Stichprobenartige Überprüfungen

Laut den dem Stadtrechnungshof übermittelten Unterlagen seien in dem Zeitraum rund 5,6 Millionen Euro für Öffentlichkeitsarbeit ausgegeben worden. Allerdings seien bei den stichprobenartigen Überprüfungen der Buchungen zusätzliche Positionen gefunden worden, die eigentlich der Öffentlichkeitsarbeit zuzurechnen wären – beispielsweise in puncto Bewirtungskosten.

Weiters war bei so einigen Werbeausgabe der Mehrwert nicht klar – etwa bei der Veranstaltung "Marxer Alm / Winteropening 2018". Dabei präsentierten sich Skiregionen aus dem Salzburger Land und luden zum Auftakt des "Partywinters" in die Marxer Halle.

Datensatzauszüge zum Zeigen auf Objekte

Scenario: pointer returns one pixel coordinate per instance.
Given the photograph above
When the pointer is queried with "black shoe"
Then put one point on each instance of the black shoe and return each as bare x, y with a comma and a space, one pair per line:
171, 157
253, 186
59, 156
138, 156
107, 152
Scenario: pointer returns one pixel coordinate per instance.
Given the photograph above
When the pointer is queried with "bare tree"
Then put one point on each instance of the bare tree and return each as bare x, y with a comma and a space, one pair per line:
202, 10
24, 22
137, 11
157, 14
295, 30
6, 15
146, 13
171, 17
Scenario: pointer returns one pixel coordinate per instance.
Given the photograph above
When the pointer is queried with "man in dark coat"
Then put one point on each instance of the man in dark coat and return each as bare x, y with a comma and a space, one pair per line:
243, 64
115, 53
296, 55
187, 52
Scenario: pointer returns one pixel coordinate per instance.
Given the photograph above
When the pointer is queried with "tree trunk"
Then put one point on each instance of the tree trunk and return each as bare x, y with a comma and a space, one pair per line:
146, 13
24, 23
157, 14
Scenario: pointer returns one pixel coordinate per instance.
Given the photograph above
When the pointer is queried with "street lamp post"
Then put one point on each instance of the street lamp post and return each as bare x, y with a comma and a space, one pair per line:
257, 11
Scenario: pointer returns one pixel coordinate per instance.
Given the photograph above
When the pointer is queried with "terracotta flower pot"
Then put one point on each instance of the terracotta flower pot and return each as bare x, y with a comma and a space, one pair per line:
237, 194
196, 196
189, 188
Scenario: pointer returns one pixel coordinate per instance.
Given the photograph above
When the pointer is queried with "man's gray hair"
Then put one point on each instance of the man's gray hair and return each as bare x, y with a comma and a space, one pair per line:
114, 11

Schriftliche Aufgaben -
1. Beantworte anhand des Textes über die Ausgaben für Öffentlichkeitsarbeit folgende Fragen:
(a) Wie viel Geld wurde laut den Unterlagen im Zeitraum für Öffentlichkeitsarbeit ausgegeben?
(b) Welche Kosten werden als Beispiel für die zusätzlich gefundenen Positionen genannt?
(c) Wohin luden die Skiregionen zum Auftakt des „Partywinters“ ein?
2. Liste alle zusammengesetzten Substantive auf, die im Absatz ab „Laut den dem Stadtrechnungshof“ im Text über die Ausgaben für Öffentlichkeitsarbeit vorkommen. Nenne jedes Wort nur einmal.
3. Setze den Text über die Ausgaben für Öffentlichkeitsarbeit nach seinem letzten Satz fort.

Lösungen nach Aufgaben -
1.
(a) Rund 5,6 Millionen Euro.
(b) Bewirtungskosten.
(c) In die Marxer Halle.

2. Stadtrechnungshof, Zeitraum, Öffentlichkeitsarbeit, Bewirtungskosten

3.
Ebenfalls Zweifel gab es bei manchen Tätigkeiten, ob die Grundsätze der Sparsamkeit und Wirtschaftlichkeit als Handlungsmaxime galten. Ein Beispiel: "So wurden für Veranstaltungen und Catering eine Vielzahl an Ausgaben getätigt, bei denen es sich für den Stadtrechnungshof Wien nicht erschloss, dass diese in dem Ausmaß erforderlich waren. Zum Beispiel wurden für die Öffentlichkeitsarbeit im Zuge des jährlich stattfindenden und in der öffentlichen Wahrnehmung etablierten Mistfestes in den Betrachtungsjahren 2017 bis 2019 jährliche Ausgaben von rund 100.000 Euro für Inseratenschaltungen in mehreren Tageszeitungen ausgegeben."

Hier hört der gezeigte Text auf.